→ **Exercise requirements**: Can you reproduce the data beneath, keeping every line exact?

→ **Point annotation records**:
++++++

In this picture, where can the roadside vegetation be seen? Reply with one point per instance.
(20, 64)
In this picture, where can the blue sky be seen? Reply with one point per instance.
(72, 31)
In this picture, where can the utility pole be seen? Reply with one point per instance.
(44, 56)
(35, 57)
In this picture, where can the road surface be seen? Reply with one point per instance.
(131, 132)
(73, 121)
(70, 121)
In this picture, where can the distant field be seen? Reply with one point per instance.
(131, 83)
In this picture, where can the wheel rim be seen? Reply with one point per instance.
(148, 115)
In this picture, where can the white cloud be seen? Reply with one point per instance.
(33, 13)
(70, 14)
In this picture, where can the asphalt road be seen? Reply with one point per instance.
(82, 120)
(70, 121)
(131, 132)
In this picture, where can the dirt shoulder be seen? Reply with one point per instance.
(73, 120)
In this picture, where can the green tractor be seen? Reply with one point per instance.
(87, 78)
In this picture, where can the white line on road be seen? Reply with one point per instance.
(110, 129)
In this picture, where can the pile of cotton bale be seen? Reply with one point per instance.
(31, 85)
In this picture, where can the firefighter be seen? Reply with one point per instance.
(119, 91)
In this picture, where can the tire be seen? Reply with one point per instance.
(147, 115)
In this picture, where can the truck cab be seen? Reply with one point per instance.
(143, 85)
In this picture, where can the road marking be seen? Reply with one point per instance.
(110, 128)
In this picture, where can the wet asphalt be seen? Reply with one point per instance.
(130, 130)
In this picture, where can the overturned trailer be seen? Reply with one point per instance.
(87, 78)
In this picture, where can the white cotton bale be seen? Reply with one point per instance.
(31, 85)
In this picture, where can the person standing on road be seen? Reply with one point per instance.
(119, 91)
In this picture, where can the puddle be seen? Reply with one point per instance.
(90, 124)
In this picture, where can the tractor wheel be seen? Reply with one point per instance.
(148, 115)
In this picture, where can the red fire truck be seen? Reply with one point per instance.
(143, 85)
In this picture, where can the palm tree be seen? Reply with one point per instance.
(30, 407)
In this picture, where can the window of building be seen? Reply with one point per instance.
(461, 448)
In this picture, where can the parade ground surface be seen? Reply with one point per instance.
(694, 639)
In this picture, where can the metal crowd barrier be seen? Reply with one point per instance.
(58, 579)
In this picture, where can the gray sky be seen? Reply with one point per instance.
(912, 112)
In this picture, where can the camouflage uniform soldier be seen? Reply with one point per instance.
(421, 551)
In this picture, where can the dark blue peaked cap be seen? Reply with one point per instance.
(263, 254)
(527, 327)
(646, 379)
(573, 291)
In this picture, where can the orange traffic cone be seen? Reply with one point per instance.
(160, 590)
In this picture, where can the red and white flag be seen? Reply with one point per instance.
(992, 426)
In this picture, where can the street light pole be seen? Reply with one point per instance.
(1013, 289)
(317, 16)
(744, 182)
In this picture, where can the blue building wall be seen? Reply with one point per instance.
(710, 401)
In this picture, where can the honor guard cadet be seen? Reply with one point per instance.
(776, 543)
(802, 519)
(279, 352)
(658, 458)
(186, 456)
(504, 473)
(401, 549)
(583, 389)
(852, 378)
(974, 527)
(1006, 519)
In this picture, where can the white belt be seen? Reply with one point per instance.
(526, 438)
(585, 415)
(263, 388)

++++++

→ **Result**:
In this picture, where can the roadside vegetation be seen? Reply with one point per instance.
(20, 64)
In this picture, where can the blue sky be seen? Reply with one point per instance.
(72, 31)
In this picture, where can the utility pole be seen? Reply with one point per instance.
(44, 56)
(35, 57)
In this picture, where can the road surface be seen? Reply with one point per instance.
(131, 132)
(73, 121)
(70, 121)
In this picture, where can the distant field be seen? Reply with one point per instance.
(131, 83)
In this picture, where can the wheel rim be seen? Reply with one point per instance.
(148, 115)
In this picture, where can the white cloud be seen? Reply with one point per instance.
(33, 13)
(70, 14)
In this picture, where can the asphalt road be seen? Reply with one point per instance.
(82, 120)
(70, 121)
(131, 132)
In this picture, where can the dirt shoulder be seen? Reply with one point per instance.
(73, 120)
In this picture, where can the green tractor be seen? Reply with one point per instance.
(87, 78)
In this picture, where can the white line on road be seen? Reply with one point per instance.
(110, 129)
In this picture, where can the pile of cotton bale be seen? Reply with one point per instance.
(31, 85)
In this picture, where can the firefighter be seen? Reply with one point per instance.
(119, 91)
In this picture, where can the tire be seen? Reply with one point per instance.
(147, 115)
In this picture, where can the truck cab be seen? Reply with one point per instance.
(143, 85)
In this picture, where can the road marking be seen? Reply with one point per instance.
(110, 128)
In this picture, where can the wet asphalt be seen? Reply with one point per instance.
(130, 130)
In this picture, where can the overturned trailer be seen? Reply with one point per instance.
(87, 78)
In this picture, where can the white cotton bale be seen? Reply with one point per instance.
(31, 85)
In this picture, where can the person standing on road be seen? Reply with one point per instance.
(119, 91)
In this picture, where can the puddle be seen? Reply with one point per instance.
(90, 124)
In this picture, where can the tractor wheel be seen? Reply with one point per instance.
(148, 115)
In this picture, where can the red fire truck be seen? Reply with one point per instance.
(143, 85)
In this picture, where can the palm tree be seen? Reply with one point per instance.
(30, 407)
In this picture, where can the window of building be seen? Reply with one point per instance.
(461, 448)
In this picture, where can the parade ground surface be seen? Reply with one point per instance.
(694, 639)
In this picture, where can the metal crowd barrier be seen? Reply with one point per instance.
(58, 579)
In this picture, where can the gray sky be seen? Reply with one point per instance.
(912, 112)
In this picture, where can the camouflage uniform soldier be seen? Reply with one point per instance.
(421, 551)
In this picture, where can the dark blue peaked cap be seen? Reply with one point per instance.
(263, 254)
(527, 327)
(646, 379)
(573, 291)
In this picture, where can the orange traffic cone be seen? Reply with one point per instance.
(160, 590)
In this picture, where can the red and white flag be seen? Reply with one point per instance.
(992, 426)
In this picture, where can the street light pole be seen? Reply with one point per instance.
(1013, 289)
(317, 16)
(744, 182)
In this picture, where can the blue building wall be seen? Reply with one point per instance.
(710, 401)
In this picture, where can the honor guard cadet be seen? Reply with one point per instance.
(776, 543)
(802, 519)
(279, 352)
(658, 458)
(186, 456)
(504, 473)
(401, 549)
(583, 389)
(852, 378)
(974, 527)
(1006, 519)
In this picture, where can the white belt be seen? Reply with one point per instance.
(526, 438)
(585, 415)
(263, 388)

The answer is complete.